PASSAGE FOURNI →
________

Mediapart a également pu consulter ce procès-verbal : lors de l’audition de Geneviève Legay, la policière l’interroge effectivement sur la présence d’un journaliste et lui demande si elle se rappelle de lui et de ses agissements. En revanche, lorsque la victime affirme avoir été poussée par les forces de l’ordre, elle ne lui demande pas de détailler son récit.
La piste d’une chute provoquée par un journaliste sera cependant vite écartée. « Nous étions à deux mètres d’elle comme je l'ai expliqué aux policiers lors de mon audition, relate à Mediapart le garde du corps d'une journaliste et d'un caméraman, tous trois présents lors de la charge policière. Geneviève Legay était comme nous en première ligne, personne ne l’a séparée des policiers qui ont chargé brutalement. Je n’ai pas vu lorsqu’elle est tombée. Je suis moi-même tombé et j’ai entraîné avec moi le caméraman pour le protéger. Quand je me suis relevé, j’ai vu qu’elle était à terre avec du sang qui coulait de sa bouche. »

________

CONSIGNES →
A – Réécrivez le passage fourni sur Geneviève Legay, depuis les mots « Mediapart a également » jusqu'aux mots « détailler son récit. », en remplaçant « la policière » par « l'enquêtrice ».
B – Répondez aux questions suivantes à l'aide du passage fourni sur Geneviève Legay.
(i) Quel média a pu consulter le procès-verbal de l'audition ?
(ii) À quelle distance de Geneviève Legay le garde du corps dit-il qu'il se trouvait ?
(iii) Qu'a vu le garde du corps quand il s'est relevé ?
C – Écrivez la suite du passage fourni sur la chute de Geneviève Legay lors de la charge policière.

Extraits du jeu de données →
________

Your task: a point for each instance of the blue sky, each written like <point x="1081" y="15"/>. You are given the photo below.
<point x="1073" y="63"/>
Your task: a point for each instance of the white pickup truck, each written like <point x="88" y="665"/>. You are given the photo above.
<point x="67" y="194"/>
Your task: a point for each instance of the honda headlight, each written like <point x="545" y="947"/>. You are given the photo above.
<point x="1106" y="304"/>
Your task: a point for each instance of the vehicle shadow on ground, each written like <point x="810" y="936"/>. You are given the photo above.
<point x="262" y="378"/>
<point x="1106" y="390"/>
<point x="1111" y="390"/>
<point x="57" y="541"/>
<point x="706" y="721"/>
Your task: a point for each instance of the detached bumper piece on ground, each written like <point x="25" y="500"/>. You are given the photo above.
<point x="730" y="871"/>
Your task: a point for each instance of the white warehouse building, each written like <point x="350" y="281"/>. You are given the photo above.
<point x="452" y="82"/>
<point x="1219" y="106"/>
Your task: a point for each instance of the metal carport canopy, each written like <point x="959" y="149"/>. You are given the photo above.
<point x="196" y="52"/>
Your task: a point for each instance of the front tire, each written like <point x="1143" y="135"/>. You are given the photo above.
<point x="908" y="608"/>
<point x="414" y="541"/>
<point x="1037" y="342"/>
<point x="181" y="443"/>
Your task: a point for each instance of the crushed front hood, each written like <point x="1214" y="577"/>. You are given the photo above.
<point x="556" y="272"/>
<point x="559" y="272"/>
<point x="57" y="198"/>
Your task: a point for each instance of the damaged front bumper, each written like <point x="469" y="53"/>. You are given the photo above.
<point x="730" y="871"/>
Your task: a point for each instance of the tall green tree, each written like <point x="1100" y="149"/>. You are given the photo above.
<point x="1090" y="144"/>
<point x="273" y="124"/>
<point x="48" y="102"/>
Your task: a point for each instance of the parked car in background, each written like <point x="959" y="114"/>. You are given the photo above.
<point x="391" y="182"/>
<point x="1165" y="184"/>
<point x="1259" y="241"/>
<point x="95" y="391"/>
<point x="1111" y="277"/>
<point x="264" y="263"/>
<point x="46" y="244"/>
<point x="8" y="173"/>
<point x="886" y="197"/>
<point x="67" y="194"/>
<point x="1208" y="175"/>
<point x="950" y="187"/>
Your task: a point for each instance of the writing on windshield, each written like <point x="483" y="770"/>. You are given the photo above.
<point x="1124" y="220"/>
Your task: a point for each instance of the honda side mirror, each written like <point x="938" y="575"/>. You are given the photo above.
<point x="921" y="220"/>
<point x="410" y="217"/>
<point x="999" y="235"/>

________

RÉPONSES DANS L'ORDRE →
A –
Mediapart a également pu consulter ce procès-verbal : lors de l’audition de Geneviève Legay, l'enquêtrice l’interroge effectivement sur la présence d’un journaliste et lui demande si elle se rappelle de lui et de ses agissements. En revanche, lorsque la victime affirme avoir été poussée par les forces de l’ordre, elle ne lui demande pas de détailler son récit.

B –
(i) Mediapart a pu consulter le procès-verbal.
(ii) Il dit qu'il se trouvait à deux mètres d'elle.
(iii) Il a vu qu'elle était à terre avec du sang qui coulait de sa bouche.

C –
D’autres témoignages que nous avons recueillis confirment que Geneviève Legay a été touchée par « un homme qui portait un bouclier ». Thibault Huart, street medic, secouriste auprès des personnes blessées lors des manifestations, précise : « Geneviève Legay a reçu un coup de bouclier au visage et s’est effondrée à ce moment-là. J’étais à un ou deux mètres d’elle avant et pendant la charge des policiers. Elle a bien reçu un coup des forces de police au visage, ce qui l’a fait tomber. Ensuite j’ai dû m’occuper d’un journaliste et je ne l’ai retrouvée que lorsqu’elle était à terre. J’ai voulu l’aider mais des policiers m’ont empêché de le faire. »
Un autre street medic, René Paysant, a publié une vidéo dans laquelle il dénonce les interdictions faites par les policiers aux street medics de venir en aide à la victime. Thibault Huart et d'autres secouristes s'apprêtent à engager des poursuites pour non-assistance à personne en danger.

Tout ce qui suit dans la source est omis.